--- START OF The data ---

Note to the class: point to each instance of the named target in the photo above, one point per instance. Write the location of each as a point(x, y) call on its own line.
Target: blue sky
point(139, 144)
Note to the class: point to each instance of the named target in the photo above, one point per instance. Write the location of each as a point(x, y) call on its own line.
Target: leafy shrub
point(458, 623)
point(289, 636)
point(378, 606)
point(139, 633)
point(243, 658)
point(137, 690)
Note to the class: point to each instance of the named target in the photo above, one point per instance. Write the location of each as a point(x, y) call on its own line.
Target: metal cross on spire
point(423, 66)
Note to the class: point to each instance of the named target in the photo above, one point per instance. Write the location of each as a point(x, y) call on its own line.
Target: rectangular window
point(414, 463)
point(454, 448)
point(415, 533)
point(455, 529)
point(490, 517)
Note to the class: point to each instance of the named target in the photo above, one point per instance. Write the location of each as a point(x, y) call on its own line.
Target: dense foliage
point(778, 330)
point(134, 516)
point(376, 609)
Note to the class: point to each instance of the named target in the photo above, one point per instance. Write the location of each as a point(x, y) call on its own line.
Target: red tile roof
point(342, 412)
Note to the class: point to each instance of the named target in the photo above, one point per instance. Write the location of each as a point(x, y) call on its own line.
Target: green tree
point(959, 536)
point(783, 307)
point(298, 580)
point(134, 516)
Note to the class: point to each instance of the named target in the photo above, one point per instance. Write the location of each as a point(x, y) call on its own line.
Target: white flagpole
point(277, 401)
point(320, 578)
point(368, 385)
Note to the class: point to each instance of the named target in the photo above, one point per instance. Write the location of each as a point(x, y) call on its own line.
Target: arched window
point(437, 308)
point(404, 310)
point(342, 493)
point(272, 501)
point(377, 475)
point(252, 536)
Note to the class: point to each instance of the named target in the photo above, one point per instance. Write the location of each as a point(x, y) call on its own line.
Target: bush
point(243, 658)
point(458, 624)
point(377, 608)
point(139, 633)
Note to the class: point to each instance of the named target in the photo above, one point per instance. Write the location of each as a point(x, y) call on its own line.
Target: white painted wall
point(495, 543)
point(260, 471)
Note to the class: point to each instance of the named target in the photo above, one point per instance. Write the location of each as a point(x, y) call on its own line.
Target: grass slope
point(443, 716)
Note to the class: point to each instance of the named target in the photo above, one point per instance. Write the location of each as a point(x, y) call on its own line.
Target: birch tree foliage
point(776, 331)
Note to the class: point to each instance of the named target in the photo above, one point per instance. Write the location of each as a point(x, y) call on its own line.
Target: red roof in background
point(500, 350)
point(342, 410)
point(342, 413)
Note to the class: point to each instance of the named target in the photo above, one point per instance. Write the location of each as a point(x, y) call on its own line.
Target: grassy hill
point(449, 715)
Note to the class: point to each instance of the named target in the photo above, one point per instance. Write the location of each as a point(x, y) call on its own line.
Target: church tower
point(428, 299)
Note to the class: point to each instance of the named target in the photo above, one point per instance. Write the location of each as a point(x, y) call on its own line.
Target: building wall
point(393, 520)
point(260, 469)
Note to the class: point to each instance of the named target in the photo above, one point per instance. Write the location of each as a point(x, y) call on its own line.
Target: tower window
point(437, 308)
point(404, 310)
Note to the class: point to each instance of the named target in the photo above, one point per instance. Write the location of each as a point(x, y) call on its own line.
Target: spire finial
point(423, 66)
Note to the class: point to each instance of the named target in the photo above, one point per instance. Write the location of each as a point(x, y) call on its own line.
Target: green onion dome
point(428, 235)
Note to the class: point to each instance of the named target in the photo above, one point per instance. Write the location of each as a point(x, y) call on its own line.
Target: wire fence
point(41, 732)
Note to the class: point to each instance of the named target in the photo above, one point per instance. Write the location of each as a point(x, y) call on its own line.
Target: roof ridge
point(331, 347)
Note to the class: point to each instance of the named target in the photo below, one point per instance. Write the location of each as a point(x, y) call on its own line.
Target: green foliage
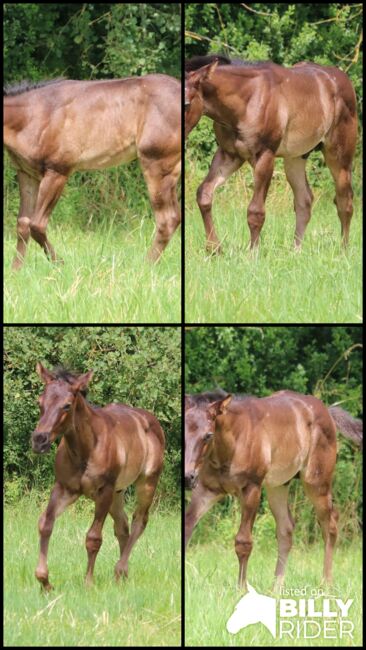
point(323, 361)
point(84, 41)
point(328, 34)
point(135, 365)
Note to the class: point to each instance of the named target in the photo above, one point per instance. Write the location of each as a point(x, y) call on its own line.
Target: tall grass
point(211, 592)
point(102, 228)
point(141, 611)
point(319, 285)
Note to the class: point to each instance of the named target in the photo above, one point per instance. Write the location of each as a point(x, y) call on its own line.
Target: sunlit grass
point(211, 591)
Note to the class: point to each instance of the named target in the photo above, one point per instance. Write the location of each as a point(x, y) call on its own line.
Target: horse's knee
point(93, 542)
point(204, 197)
point(256, 217)
point(23, 227)
point(243, 547)
point(38, 231)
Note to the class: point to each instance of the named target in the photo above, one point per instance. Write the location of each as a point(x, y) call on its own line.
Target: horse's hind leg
point(50, 190)
point(145, 490)
point(303, 196)
point(59, 500)
point(121, 528)
point(249, 501)
point(278, 502)
point(321, 497)
point(222, 166)
point(339, 150)
point(202, 500)
point(28, 188)
point(161, 177)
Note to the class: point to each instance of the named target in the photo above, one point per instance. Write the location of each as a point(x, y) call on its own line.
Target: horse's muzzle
point(41, 442)
point(190, 480)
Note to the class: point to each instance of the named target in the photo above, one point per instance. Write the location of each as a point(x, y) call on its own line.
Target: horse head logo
point(253, 608)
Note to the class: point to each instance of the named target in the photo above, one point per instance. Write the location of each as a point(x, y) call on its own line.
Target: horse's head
point(199, 429)
point(193, 96)
point(56, 405)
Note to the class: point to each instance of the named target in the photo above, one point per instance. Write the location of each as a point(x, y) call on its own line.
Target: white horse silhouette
point(253, 608)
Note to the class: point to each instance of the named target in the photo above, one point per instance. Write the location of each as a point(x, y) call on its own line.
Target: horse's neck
point(81, 435)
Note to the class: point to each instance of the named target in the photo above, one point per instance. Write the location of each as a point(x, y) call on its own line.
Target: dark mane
point(21, 87)
point(199, 399)
point(197, 62)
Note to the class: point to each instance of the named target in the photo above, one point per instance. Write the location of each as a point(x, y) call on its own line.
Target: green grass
point(321, 284)
point(211, 592)
point(103, 236)
point(141, 611)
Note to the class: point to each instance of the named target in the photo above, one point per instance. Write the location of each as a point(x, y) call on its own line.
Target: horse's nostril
point(40, 438)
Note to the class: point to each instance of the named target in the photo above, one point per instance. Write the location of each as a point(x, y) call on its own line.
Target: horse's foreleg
point(201, 502)
point(278, 502)
point(162, 178)
point(59, 500)
point(222, 166)
point(321, 498)
point(145, 490)
point(28, 188)
point(303, 196)
point(50, 190)
point(263, 170)
point(249, 502)
point(93, 542)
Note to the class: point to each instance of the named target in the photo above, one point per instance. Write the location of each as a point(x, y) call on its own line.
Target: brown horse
point(236, 446)
point(262, 111)
point(102, 452)
point(52, 129)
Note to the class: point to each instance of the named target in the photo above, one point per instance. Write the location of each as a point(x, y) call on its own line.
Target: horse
point(54, 128)
point(236, 445)
point(102, 451)
point(261, 111)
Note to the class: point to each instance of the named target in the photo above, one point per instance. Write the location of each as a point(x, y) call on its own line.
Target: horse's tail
point(347, 425)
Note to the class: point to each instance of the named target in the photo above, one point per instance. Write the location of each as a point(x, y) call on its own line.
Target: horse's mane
point(199, 399)
point(21, 87)
point(197, 62)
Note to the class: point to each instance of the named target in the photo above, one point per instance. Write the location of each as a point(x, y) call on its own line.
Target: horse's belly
point(106, 158)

--- END OF The data ---

Aim:
Reproduce the data verbatim. Do not carry any picture into the copy.

Task result:
Note to the class: point to each instance of the named target in the photo above, one point per instance. Write the location of each as a point(x, y) call on its own line.
Target: blue sky
point(139, 144)
Note to the class: point to each instance of the named target in the photo above, one point per instance. Write the location of each as a point(x, y) call on its own line.
Target: leafy shrub
point(458, 623)
point(289, 636)
point(378, 606)
point(139, 633)
point(243, 658)
point(137, 690)
Note to the class: point to each instance of the named target in the photo above, one point per instance. Write the location of each as a point(x, y) call on its own line.
Target: metal cross on spire
point(423, 66)
Note to the class: point to each instance of the named target in the photo above, one point per instance. Write the location of each as a point(x, y) call on its own line.
Target: rectangular window
point(414, 463)
point(454, 448)
point(415, 533)
point(455, 529)
point(490, 517)
Note to the class: point to each instance of the named target in the photo above, one point per instance. Write the location of each as a point(x, y) call on its own line.
Target: dense foliage
point(778, 330)
point(134, 516)
point(376, 609)
Note to the class: point to each instance of the named target in the photo above, one point per instance. Write the location of each as a point(x, y) call on its own line.
Target: red tile roof
point(342, 412)
Note to the class: point to each instance of the named target in the photo above, one point per instance. Write the location of each as a point(x, y) call on its own line.
Target: green tree
point(959, 536)
point(783, 307)
point(298, 580)
point(134, 516)
Note to the class: point to each instance of the named target in the photo above, one point per instance. Write the location of each as a point(x, y) call on its own line.
Target: white flagpole
point(277, 401)
point(320, 578)
point(368, 385)
Note to the class: point to each instance of the named target in the photo above, one point per instance. Write the location of each as a point(x, y) call on its own line.
Target: arched window
point(437, 308)
point(404, 310)
point(342, 493)
point(272, 501)
point(377, 475)
point(252, 536)
Note to the class: point to each instance of the named target in the photo above, one point per instance. Write the location of each as a point(x, y) call on its own line.
Target: bush
point(243, 658)
point(458, 624)
point(377, 608)
point(139, 633)
Note to the class: point to each instance of the named target in the photo above, one point per instance. Write the location of each as a point(x, y) call on its own line.
Target: white painted wall
point(495, 543)
point(260, 471)
Note to the class: point to each instance of the named target in the photo above, one point per instance. Write the location of each as a point(x, y) call on its own line.
Target: grass slope
point(443, 716)
Note to the class: point to each instance of the named target in the photo above, one point per instance. Write the location of each as a point(x, y) call on its own line.
Target: birch tree foliage
point(776, 331)
Note to the class: point to each instance of the named target in the photo above, one point per instance. Write the location of each as a point(x, y) call on its own line.
Target: red roof in background
point(500, 350)
point(342, 410)
point(342, 413)
Note to the class: point to each instance of the named target in the photo above, one point per instance. Write the location of each as a point(x, y) call on its own line.
Target: grassy hill
point(449, 715)
Note to the class: point to each instance of the named target in the photo above, one point per instance. Write the location of each as a point(x, y) call on its own line.
Target: church tower
point(428, 299)
Note to the class: point to each instance of the named target in the photo above, one point per instance. Write the location of each as a point(x, y) call on its own line.
Target: building wall
point(393, 520)
point(260, 469)
Note to the class: point to each instance of the named target in the photo above, one point per instance. Write the location of each as a point(x, y) call on its own line.
Target: tower window
point(437, 308)
point(404, 310)
Note to the class: point to each instance of the named target in the photo above, one point per instance. Write the location of each as a point(x, y) call on its own line.
Target: spire finial
point(423, 66)
Note to the class: point to each instance of the named target in the photo above, one point per instance. Write the location of each as a point(x, y) call on its own line.
Target: green onion dome
point(428, 235)
Note to the class: point to each instance of the named target in the photo above, one point per instance. Write the location of each as a point(x, y) call on its own line.
Target: wire fence
point(41, 732)
Note to the class: point to each instance of the named target in the photo above, one point per instance. Write the location of each as a point(x, y) call on its own line.
Target: roof ridge
point(331, 347)
Note to the class: point to each instance of the named target in the photo below, one point per instance. Write the location of each as a point(x, y) call on its own line.
Target: green foliage
point(323, 361)
point(84, 41)
point(328, 34)
point(135, 365)
Note to the class: point to each instance of the named target in the photo above, one point per instance. Write the location of each as a point(x, y) call on its own line.
Target: tall grass
point(211, 592)
point(102, 228)
point(141, 611)
point(319, 285)
Note to the class: point to each instance of the named target in the photo above, one point per instance. Write the location of each as a point(x, y) call on its own line.
Target: sunlit grass
point(211, 591)
Note to the class: point to each instance of the named target in the photo above, one point per instance. Write the location of each as a point(x, y) call on its own line.
Target: horse's knee
point(93, 542)
point(204, 197)
point(256, 217)
point(23, 227)
point(243, 547)
point(38, 231)
Note to the class: point to each instance of the named target in the photo above, one point per instance. Write the location of each as a point(x, y) call on its own line.
Target: horse's hind leg
point(50, 190)
point(145, 490)
point(303, 196)
point(59, 500)
point(121, 528)
point(249, 501)
point(278, 502)
point(321, 497)
point(222, 166)
point(339, 150)
point(202, 500)
point(28, 188)
point(161, 177)
Note to the class: point to each instance of the named target in the photo above, one point per instance. Write the location of each as a point(x, y) call on its own line.
Target: horse's muzzle
point(41, 442)
point(190, 480)
Note to the class: point to each instance of the named target in the photo above, one point per instance. Write the location of each as a point(x, y) call on its own line.
Target: horse head logo
point(253, 608)
Note to the class: point to each instance of the named target in the photo above, one point per instance. Write the location of each as a point(x, y) call on its own line.
Target: horse's head
point(199, 429)
point(193, 96)
point(56, 405)
Note to the class: point to each instance of the named target in the photo above, one point per instance. Write the location of each as a point(x, y) call on its own line.
Target: white horse silhouette
point(253, 608)
Note to the class: point to each instance of the named target in the photo above, one point per instance. Write the location of each as a point(x, y) call on its own line.
Target: horse's neck
point(81, 435)
Note to the class: point to each instance of the named target in the photo above, one point per instance. Write the location of each as a point(x, y) call on its own line.
Target: dark mane
point(21, 87)
point(199, 399)
point(197, 62)
Note to the class: point to each instance of the named target in the photo above, one point per instance. Write the location of each as a point(x, y) call on its own line.
Target: green grass
point(321, 284)
point(211, 592)
point(103, 236)
point(141, 611)
Note to the class: point to each instance of the named target in the photo above, one point per instance. Write the location of each as a point(x, y) call on its own line.
Target: horse's nostril
point(40, 438)
Note to the class: point to each instance of the named target in the photo above, one point per instance. Write the location of each as a point(x, y) call on its own line.
Target: horse's foreleg
point(201, 502)
point(278, 502)
point(162, 178)
point(59, 500)
point(222, 166)
point(321, 498)
point(145, 490)
point(28, 188)
point(303, 196)
point(50, 190)
point(263, 170)
point(249, 502)
point(93, 542)
Note to the class: point to each instance of the named target in the photo above, one point per instance. Write the location of each as a point(x, y) call on its own line.
Target: brown horse
point(236, 446)
point(262, 111)
point(102, 452)
point(52, 129)
Note to the class: point to each instance of the named target in the photo above, one point per instance. Write the location of each as a point(x, y) call on its own line.
Target: horse
point(54, 128)
point(236, 445)
point(102, 451)
point(261, 111)
Note to the class: point to each instance of the named target in the photo above, one point per instance. Write the location of each as a point(x, y) call on its own line.
Target: horse's tail
point(347, 425)
Note to the class: point to each instance of the named target in the photo above, one point per instance. Write the location of each as a point(x, y) call on its own line.
Target: horse's mane
point(199, 399)
point(21, 87)
point(197, 62)
Note to the class: point to each instance of the named target in the photo above, one point per instance. Write the location of each as a point(x, y) call on its own line.
Target: horse's belly
point(106, 158)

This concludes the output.